2. Here, I am following Barreto Filho's line in his introduction to the correspondence between Jackson and Alceu (cf. Jackson, s.d.). Dated to 1938, the text has the advantage of being penned by someone close to events, which – despite resulting in a somewhat laudatory tone, significant in itself – avoided any anachronism in relation to the meanings of the concepts broached.    

3. See the argument put forward by Iglesias (1962).

4. Archbishop Leme's Pastoral Action and the Church hierarchy, allied with the Catholic lay group concentrated at the Centre, would scatter their activities across the 1930s: The Catholic Electoral League was created in 1932 to support candidates in the 1933/34 elections; the Catholic University Action had been striving to concert student culture since 1929; in 1932, the Catholic Institute of Superior Studies took a step forward in combating pedagogical anarchy; that same year, the National Catholic Workers Confederation planned the organization of unions to stave off the communist threat. For more on this, see Dias (1996). All of these initiatives originated at the Dom Vital Centre, commanded during the period by Alceu Amoroso Lima.

5. Not only the suggestion by Candido cited in the preface to the book, but also the general direction of the analysis follows the indications of the author on this topic.  

6. Born in Belém (PA), he moved to Rio de Janeiro in 1909. While still a boy, he joined the Third Order of Saint Francis, in whose habit he insisted on being buried. After graduating from the Escola Nacional de Belas Artes, he completed his studies in Paris during the 1920s, including a stint at the Julian Academy.  Back in Rio in 1921, he was appointed draughtsman at the Architecture and Topography section of the National Heritage Department of the Treasury, where he met Murilo Mendes. He married the writer Adalgisa Noel Ferreira in 1922. Upon his return from a second European stay, during which he made contact with the surrealists, he held exhibitions in his hometown of Belém, in 1928, and, over the course of the following five years, in São Paulo and Rio de Janeiro.

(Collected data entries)
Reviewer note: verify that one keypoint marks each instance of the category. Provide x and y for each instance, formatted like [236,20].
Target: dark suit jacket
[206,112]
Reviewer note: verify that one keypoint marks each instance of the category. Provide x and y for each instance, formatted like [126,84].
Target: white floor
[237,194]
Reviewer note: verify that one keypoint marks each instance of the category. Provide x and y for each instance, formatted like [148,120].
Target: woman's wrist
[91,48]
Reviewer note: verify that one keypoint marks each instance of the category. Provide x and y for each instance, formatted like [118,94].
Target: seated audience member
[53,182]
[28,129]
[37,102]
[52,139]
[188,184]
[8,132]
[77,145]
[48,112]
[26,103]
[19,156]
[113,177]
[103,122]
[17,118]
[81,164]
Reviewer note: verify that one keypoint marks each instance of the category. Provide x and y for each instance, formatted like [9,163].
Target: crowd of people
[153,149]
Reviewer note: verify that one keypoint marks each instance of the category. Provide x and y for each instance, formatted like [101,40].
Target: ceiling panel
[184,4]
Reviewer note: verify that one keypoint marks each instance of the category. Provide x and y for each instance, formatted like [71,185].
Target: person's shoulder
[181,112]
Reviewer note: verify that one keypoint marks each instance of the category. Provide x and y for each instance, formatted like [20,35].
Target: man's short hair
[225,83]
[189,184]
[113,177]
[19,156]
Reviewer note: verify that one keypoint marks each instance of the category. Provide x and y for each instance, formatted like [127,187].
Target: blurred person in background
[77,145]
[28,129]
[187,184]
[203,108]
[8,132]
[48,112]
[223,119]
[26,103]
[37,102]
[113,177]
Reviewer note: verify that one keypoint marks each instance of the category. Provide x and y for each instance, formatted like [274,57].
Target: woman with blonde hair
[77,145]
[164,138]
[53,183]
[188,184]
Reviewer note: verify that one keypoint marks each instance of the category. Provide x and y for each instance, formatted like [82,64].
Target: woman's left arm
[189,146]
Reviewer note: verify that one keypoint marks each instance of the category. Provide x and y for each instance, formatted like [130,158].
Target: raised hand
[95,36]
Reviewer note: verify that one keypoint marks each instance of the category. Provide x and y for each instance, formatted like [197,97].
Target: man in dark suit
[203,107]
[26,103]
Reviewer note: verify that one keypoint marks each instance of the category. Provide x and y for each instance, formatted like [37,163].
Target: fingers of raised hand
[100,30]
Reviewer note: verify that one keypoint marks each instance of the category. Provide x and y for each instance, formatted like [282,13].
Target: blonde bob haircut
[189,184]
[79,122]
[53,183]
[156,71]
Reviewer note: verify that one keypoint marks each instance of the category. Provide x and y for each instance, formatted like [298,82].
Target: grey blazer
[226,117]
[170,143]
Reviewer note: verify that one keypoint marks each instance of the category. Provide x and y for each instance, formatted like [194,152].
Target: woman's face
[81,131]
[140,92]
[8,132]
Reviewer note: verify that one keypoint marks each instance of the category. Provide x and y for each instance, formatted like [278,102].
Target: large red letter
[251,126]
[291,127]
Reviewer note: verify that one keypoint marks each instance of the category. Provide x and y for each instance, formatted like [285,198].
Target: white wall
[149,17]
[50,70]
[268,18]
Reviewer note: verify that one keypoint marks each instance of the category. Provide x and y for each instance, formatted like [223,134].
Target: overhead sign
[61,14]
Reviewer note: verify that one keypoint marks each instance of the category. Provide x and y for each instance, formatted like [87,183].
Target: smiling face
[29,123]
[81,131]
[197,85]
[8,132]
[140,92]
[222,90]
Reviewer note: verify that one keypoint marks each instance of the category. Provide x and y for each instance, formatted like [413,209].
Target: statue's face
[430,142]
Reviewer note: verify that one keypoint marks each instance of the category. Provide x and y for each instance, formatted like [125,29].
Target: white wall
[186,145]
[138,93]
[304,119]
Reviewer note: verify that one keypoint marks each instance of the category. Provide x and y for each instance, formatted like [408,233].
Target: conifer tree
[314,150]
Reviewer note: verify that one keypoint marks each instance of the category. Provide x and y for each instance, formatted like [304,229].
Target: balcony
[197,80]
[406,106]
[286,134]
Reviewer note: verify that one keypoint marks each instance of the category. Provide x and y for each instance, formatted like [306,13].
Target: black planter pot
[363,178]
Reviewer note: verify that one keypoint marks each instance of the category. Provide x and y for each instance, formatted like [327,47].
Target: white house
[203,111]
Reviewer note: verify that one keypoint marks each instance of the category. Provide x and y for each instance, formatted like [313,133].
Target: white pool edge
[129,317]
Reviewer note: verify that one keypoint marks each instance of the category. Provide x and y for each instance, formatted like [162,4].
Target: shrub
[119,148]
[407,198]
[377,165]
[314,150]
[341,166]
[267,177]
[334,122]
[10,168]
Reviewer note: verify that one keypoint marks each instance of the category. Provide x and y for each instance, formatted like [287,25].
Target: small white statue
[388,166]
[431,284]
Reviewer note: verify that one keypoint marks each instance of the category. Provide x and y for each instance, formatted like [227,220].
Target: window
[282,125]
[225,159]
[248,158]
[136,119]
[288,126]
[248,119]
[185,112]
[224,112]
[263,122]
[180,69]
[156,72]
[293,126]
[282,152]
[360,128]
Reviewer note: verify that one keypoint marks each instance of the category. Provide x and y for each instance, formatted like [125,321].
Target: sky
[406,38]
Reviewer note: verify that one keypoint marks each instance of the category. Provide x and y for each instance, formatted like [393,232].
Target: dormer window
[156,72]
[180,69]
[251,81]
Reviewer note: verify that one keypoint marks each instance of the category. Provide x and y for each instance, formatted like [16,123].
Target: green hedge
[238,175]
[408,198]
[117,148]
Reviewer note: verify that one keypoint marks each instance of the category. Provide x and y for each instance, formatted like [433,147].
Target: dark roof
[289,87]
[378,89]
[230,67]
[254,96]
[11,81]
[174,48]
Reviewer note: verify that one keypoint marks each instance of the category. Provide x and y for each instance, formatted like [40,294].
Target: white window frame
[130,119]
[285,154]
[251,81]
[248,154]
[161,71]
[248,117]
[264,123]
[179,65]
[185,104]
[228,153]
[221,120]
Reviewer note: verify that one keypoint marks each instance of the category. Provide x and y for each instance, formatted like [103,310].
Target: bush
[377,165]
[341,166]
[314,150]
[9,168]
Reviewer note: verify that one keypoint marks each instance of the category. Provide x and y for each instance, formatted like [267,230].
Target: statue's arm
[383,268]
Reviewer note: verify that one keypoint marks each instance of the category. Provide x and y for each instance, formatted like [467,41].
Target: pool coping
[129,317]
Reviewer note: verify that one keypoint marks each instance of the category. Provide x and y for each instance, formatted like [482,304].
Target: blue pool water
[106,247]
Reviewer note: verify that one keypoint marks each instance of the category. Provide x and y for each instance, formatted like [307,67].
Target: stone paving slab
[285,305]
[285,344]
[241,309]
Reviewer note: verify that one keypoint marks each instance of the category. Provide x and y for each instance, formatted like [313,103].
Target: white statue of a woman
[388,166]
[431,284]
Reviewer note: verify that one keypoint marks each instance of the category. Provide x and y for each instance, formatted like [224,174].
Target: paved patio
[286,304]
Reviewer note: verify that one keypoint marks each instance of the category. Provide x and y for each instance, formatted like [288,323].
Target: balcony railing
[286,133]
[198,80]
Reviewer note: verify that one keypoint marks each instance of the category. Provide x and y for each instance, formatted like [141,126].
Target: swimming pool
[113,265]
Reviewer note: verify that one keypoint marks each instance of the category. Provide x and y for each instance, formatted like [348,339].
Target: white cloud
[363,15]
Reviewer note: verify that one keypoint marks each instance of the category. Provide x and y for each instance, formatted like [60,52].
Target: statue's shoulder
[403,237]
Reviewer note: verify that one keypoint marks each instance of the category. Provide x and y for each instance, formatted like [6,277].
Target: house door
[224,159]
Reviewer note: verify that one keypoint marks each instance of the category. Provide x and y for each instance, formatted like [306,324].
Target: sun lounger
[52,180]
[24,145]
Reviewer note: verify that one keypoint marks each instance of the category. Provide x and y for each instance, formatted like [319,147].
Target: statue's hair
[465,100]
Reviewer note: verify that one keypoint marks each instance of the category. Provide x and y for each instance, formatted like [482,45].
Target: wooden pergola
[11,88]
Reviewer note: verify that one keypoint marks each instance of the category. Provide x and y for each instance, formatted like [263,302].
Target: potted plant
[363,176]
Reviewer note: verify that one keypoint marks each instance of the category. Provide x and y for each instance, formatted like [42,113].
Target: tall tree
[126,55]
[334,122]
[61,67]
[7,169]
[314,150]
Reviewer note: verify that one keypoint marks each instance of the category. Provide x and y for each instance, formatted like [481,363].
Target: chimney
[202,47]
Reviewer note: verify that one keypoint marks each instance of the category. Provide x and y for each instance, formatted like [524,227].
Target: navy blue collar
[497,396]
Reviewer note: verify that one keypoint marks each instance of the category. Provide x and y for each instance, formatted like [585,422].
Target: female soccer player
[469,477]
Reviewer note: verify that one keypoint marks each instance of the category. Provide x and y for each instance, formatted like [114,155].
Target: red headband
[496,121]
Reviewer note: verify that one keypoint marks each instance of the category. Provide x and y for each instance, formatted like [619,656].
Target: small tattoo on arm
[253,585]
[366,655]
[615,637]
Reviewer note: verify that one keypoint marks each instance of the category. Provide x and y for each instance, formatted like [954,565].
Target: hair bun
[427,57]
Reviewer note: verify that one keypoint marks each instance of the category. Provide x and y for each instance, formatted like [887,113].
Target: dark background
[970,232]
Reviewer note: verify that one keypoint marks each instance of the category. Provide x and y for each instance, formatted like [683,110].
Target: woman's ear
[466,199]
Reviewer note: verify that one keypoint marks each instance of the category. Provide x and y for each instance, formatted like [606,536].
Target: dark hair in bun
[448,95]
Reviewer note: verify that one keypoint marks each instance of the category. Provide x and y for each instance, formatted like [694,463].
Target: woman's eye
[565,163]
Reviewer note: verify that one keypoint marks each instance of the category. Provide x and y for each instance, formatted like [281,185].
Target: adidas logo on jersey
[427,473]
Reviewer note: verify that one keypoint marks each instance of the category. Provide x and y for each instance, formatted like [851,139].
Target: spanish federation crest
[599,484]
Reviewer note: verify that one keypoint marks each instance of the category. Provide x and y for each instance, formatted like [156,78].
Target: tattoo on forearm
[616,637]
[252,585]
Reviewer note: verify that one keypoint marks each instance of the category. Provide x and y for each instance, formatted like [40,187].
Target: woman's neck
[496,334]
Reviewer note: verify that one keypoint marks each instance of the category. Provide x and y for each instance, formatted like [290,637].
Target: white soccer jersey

* [ACTIONS TO TAKE]
1. Copy out the endnotes word for word from "4. Archbishop Leme's" up to and including "Alceu Amoroso Lima.".
2. Continue the endnotes from the point where they stop.
The data have no connection to the endnotes.

* [ANSWERS BY ITEM]
1.
4. Archbishop Leme's Pastoral Action and the Church hierarchy, allied with the Catholic lay group concentrated at the Centre, would scatter their activities across the 1930s: The Catholic Electoral League was created in 1932 to support candidates in the 1933/34 elections; the Catholic University Action had been striving to concert student culture since 1929; in 1932, the Catholic Institute of Superior Studies took a step forward in combating pedagogical anarchy; that same year, the National Catholic Workers Confederation planned the organization of unions to stave off the communist threat. For more on this, see Dias (1996). All of these initiatives originated at the Dom Vital Centre, commanded during the period by Alceu Amoroso Lima.

2.
7. Born into a traditional milling family in the backlands of Alagoas, he moved to Rio de Janeiro in 1930, already a graduate in medicine, married and with political experience as a state deputy for Maceió (1915). In literature, he had completed the transition from Parnassian diction, for which he had earned the epithet "the prince of Alagoan poets", to modernism. Throughout the 1930s he consolidated a poetic language in which, according to Bastide (1997), expression mattered less than the appeal to mystical adventure, in a style that sought to translate the Divine reflection into everyday language.     

8. On this topic, my analysis follows closely the argument put forward by Bastide in the second-last part of his "Estudos sobre a poesia religiosa brasileira".

9. The son of a civil servant in Juiz de Fora (MG), he debuted as a modernist poet in 1930, marrying surrealist procedures mastered the previous decade. In 1921, now based in Rio de Janeiro, he was working as an archivist at the Treasury Department when he met Ismael Nery, henceforth a pivotal figure in his life. His friend's death in 1934 sparked the religious crisis at the heart of Tempo e eternidade. From that point on, the mystical Catholic theme would remain a constant in his poetry, even in work produced in Italy, where he moved in 1957 as a lecturer at the University of Rome, and remained until his death.      

10. Hence the eulogy published by Jorge de Lima and the summary of essentialism penned by Murilo Mendes for the September 1935 edition of A Ordem.